*** Opening of EXCERPTED DATA ***
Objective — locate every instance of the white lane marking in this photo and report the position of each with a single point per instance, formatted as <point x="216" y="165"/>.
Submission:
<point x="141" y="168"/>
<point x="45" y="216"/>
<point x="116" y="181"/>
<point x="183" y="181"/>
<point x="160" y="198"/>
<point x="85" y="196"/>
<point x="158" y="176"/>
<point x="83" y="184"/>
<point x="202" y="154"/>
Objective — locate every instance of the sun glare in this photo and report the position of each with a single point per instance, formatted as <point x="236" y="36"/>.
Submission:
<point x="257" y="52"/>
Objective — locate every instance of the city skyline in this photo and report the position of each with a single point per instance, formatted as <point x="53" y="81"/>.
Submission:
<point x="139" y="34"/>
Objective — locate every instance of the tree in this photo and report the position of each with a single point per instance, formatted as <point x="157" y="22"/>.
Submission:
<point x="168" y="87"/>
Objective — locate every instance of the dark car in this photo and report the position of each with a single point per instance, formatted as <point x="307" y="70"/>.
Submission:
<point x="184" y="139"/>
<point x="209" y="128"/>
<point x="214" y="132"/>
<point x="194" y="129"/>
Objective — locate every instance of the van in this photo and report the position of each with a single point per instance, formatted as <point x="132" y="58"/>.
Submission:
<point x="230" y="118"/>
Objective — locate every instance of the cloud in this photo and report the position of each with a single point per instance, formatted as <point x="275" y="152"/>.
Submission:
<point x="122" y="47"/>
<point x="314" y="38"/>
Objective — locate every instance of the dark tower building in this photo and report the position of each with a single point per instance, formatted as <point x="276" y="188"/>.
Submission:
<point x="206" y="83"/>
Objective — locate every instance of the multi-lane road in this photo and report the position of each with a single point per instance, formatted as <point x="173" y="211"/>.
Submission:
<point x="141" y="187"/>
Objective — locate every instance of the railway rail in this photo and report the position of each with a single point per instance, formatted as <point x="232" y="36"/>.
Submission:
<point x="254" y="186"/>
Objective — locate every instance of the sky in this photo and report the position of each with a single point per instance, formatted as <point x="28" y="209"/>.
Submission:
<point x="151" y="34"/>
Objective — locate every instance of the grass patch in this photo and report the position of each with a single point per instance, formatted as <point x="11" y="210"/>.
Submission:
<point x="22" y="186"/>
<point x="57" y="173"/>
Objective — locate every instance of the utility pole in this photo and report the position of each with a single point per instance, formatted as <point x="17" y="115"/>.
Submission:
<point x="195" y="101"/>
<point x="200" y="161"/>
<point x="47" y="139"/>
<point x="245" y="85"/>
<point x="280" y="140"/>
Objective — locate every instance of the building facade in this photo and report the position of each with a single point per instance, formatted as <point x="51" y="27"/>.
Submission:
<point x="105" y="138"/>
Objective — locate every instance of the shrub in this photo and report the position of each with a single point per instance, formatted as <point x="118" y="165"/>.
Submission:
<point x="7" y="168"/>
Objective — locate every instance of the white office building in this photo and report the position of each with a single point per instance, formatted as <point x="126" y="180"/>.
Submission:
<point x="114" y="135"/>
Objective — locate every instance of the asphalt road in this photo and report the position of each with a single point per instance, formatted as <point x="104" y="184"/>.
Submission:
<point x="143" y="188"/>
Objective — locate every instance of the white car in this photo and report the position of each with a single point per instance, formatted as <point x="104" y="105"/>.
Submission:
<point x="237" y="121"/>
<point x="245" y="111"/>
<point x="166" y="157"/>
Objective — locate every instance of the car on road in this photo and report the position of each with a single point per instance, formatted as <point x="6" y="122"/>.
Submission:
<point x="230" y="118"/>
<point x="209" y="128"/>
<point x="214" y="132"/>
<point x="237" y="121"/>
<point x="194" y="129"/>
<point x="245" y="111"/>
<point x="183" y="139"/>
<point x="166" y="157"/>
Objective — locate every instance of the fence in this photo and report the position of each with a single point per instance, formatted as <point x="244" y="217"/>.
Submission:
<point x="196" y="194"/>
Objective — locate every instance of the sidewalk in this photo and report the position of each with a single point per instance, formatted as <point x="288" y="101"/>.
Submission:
*** Close of EXCERPTED DATA ***
HOW TO COMPLETE THIS TASK
In the entries above, find the line with "Objective — locate every instance of the asphalt" and the line with "Objective — locate every instance of the fence", then set down exactly those two and every line between them, nothing else.

EXPECTED ANSWER
Objective — locate every instance of the asphalt road in this photo and report the position of each with a single point per instance, formatted as <point x="104" y="184"/>.
Submission:
<point x="143" y="188"/>
Objective — locate every instance of the white car in this photo and report the position of each with a single point per instance, formatted as <point x="104" y="105"/>.
Submission:
<point x="237" y="121"/>
<point x="245" y="111"/>
<point x="166" y="157"/>
Objective — locate every instance of the car on road in this photo and report the position of each with a single point per instance, formatted as <point x="6" y="122"/>.
Submission:
<point x="230" y="118"/>
<point x="209" y="128"/>
<point x="214" y="132"/>
<point x="237" y="121"/>
<point x="194" y="129"/>
<point x="245" y="111"/>
<point x="183" y="139"/>
<point x="166" y="157"/>
Objective — locate every instance of the fence in this photo and report the position of each with a single point per instance, formatted as <point x="244" y="217"/>.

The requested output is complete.